• MATERIAL FOR THIS EXERCISE:
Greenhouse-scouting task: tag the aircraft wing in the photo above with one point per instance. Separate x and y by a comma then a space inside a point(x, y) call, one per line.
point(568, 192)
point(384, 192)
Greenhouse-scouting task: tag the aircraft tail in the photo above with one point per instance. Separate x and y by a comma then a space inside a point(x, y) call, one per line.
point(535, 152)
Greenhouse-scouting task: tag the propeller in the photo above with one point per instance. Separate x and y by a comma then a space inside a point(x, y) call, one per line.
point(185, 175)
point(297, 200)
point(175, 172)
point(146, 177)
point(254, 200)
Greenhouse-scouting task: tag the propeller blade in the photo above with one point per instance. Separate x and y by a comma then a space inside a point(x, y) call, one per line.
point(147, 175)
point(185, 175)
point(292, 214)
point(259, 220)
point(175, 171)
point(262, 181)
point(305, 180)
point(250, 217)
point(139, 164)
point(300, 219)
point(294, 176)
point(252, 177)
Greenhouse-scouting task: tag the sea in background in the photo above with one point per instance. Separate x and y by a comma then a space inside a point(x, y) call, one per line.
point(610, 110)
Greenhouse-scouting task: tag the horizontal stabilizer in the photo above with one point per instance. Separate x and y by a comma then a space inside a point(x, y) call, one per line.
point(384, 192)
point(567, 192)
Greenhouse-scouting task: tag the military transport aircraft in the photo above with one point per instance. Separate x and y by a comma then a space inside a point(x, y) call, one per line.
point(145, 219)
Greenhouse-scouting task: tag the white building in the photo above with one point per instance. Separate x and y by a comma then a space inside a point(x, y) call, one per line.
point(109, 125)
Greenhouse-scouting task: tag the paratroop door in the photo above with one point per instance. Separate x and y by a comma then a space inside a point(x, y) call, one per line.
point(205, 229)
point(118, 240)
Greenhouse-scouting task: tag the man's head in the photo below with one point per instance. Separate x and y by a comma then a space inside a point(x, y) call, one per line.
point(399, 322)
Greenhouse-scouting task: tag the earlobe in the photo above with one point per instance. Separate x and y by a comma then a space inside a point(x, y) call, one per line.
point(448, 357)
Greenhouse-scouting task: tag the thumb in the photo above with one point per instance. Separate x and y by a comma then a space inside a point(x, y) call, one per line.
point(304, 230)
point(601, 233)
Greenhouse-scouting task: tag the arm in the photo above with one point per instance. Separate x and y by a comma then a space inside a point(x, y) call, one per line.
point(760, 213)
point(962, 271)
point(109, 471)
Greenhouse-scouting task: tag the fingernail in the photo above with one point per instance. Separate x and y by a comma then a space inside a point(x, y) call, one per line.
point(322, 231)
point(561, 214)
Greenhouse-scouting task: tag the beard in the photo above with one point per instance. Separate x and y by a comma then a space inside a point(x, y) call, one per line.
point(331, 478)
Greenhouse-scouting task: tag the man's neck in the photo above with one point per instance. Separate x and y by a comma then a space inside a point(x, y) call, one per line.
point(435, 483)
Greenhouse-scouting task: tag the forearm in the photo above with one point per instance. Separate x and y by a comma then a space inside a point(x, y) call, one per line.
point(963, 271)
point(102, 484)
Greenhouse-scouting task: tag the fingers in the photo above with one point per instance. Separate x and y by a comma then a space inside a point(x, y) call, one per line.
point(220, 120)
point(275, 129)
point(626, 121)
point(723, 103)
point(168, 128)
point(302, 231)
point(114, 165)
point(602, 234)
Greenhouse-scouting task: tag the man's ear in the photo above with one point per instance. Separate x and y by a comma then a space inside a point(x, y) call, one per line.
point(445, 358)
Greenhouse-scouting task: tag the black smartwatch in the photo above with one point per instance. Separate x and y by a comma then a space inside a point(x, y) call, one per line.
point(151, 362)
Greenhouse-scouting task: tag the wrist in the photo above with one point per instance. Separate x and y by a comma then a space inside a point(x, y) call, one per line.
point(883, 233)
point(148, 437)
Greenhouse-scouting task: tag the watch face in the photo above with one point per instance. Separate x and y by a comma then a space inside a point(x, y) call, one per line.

• WORK INSTRUCTIONS:
Copy out the entire listing above exactly.

• THE COMPLETED TASK:
Greenhouse-scouting task: tag the aircraft wing in the photo above with one point per instance. Separate x and y by a comma then a space inside a point(x, y) call, one per line.
point(568, 192)
point(384, 192)
Greenhouse-scouting task: tag the aircraft tail in the photo above with one point per instance. Separate x and y by a comma then a space inside a point(x, y) call, one per line.
point(535, 152)
Greenhouse-scouting task: tag the propeller in the photo above with one point per instance. Separate x and y by a comma then a space inside a point(x, y) call, one per line.
point(185, 175)
point(297, 200)
point(175, 172)
point(146, 177)
point(254, 200)
Greenhouse-scouting task: tag the propeller blade in the photo above with one point per instance. Separate x and y by a comma then a space inside a point(x, y) call, one per line.
point(147, 175)
point(185, 175)
point(292, 214)
point(259, 220)
point(175, 171)
point(262, 181)
point(305, 180)
point(250, 217)
point(139, 164)
point(300, 219)
point(294, 176)
point(252, 177)
Greenhouse-scouting task: tag the sea in background in the photo above with one point per instance. Separate x and y by a comma then a space inside a point(x, y) call, one per line.
point(610, 110)
Greenhouse-scouting task: tag the horizontal stabilizer in the photo above with one point per instance. Separate x and y by a comma then a space inside a point(x, y) call, one per line.
point(384, 192)
point(567, 192)
Greenhouse-scouting task: tag the military transport aircraft in the photo above with one point per instance. Separate x and y by a comma then a space inside a point(x, y) call, one per line.
point(145, 219)
Greenhouse-scouting task: tag the white building in the photo above with one point per instance. Separate x and y by a comma then a space inside a point(x, y) call, one per line.
point(109, 125)
Greenhouse-scouting task: tag the paratroop door in the photo above with one point per instance. Separate x and y by a comma then a space inside a point(x, y) call, one per line.
point(205, 229)
point(118, 240)
Greenhouse-scouting task: tag the man's head in the photo below with one point per instance. Separate x and y by a comma then a space inside a point(x, y) call, one per line.
point(399, 322)
Greenhouse-scouting task: tag the earlobe in the photo above with one point per instance. Separate x and y by a comma then a space inside a point(x, y) call, one per line.
point(448, 357)
Greenhouse-scouting task: tag the thumb in the photo above with one point per instance. Separate x and y by a comma then a space inside a point(x, y) call, one per line.
point(304, 230)
point(601, 233)
Greenhouse-scouting task: tag the arm in the photo above with one point per instance. Separate x and y by a comma then a space inside a point(x, y) call, one per line.
point(760, 213)
point(962, 271)
point(109, 471)
Greenhouse-scouting task: tag the fingernail in the photo above with one point per instance. Separate x and y by a comma then a space inside a point(x, y) call, one per line.
point(322, 231)
point(561, 214)
Greenhouse-scouting task: tag the beard in the photo above with one point per instance. Separate x and y by a comma then a space inside a point(x, y) call, one per line.
point(331, 478)
Greenhouse-scouting task: tag the man's neck in the photo above with one point per instance. Separate x and y by a comma then a space inside a point(x, y) call, one per line.
point(435, 483)
Greenhouse-scouting task: tag the forearm in the photo above with one point per instance. Separate x and y by a comma then a space inside a point(x, y) call, one per line.
point(963, 271)
point(102, 484)
Greenhouse-scouting task: tag the fingers in the photo above with one point per instance. Separate x and y by a comma then a space inside a point(x, y) call, one per line.
point(220, 120)
point(275, 129)
point(626, 121)
point(723, 103)
point(168, 128)
point(302, 231)
point(114, 165)
point(602, 234)
Greenhouse-scouting task: tag the man's ear in the photo above with one point per instance. Separate x and y by a comma then a space inside a point(x, y) call, one per line.
point(445, 358)
Greenhouse-scouting task: tag the black smartwatch in the photo above with one point per instance. Separate x and y by a comma then a space inside a point(x, y) call, one per line.
point(151, 362)
Greenhouse-scouting task: tag the wrist in the photo above with one point per instance. Separate x and y by a comma then a space inside a point(x, y) call, one per line.
point(883, 233)
point(148, 437)
Greenhouse-scouting task: tag the watch face in the photo above with one point per instance. Separate x and y by a comma then a space inside a point(x, y) call, one per line.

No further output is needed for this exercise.